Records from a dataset
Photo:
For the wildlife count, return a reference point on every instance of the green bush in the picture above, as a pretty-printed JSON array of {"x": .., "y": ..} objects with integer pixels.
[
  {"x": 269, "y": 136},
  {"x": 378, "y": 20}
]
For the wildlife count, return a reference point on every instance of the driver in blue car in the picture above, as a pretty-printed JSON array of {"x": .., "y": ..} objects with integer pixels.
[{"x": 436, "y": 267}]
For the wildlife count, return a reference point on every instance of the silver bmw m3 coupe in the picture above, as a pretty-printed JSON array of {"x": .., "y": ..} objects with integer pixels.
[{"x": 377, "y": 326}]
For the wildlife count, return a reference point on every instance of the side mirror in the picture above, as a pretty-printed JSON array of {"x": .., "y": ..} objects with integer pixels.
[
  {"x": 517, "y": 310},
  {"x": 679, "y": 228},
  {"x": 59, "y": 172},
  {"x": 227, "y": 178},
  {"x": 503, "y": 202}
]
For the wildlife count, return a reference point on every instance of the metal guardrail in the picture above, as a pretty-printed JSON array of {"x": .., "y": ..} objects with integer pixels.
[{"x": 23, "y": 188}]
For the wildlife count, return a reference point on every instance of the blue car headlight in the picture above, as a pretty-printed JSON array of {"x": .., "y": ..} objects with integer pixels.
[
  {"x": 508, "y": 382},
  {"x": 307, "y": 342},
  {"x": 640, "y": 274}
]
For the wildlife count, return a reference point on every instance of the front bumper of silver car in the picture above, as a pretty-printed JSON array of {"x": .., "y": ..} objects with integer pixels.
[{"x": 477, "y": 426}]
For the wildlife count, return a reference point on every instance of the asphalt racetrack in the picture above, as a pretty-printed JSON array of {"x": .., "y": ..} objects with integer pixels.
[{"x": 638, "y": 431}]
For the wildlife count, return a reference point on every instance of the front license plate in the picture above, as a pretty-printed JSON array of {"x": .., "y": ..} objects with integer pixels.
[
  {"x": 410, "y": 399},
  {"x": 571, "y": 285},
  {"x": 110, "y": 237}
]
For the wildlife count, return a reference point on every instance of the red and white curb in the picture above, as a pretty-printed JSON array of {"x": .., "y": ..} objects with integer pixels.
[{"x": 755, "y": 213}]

_WORK TO BE COMPLETED_: Starting at the line with "of the asphalt", copy every line down to the last one above, exactly as written and with nothing else.

_RESPONSE_:
For the wildlife count, return a reference point on every instance of the asphalt racetrack in the picture above, as a pretty-printed JSON array of {"x": .., "y": ..} objects with integer pixels.
[{"x": 638, "y": 431}]
For the wildlife count, return a reference point on every instance of the front license plate in the picture above, as a pretty-printed JSON array of {"x": .., "y": ..} objects with integer pixels.
[
  {"x": 410, "y": 399},
  {"x": 571, "y": 285},
  {"x": 110, "y": 237}
]
For the wildlife count, return a reference point on every instance of the red and white curb in the picture above, as a pretty-printed JSON array of {"x": .., "y": ..} objects with integer pixels.
[{"x": 755, "y": 213}]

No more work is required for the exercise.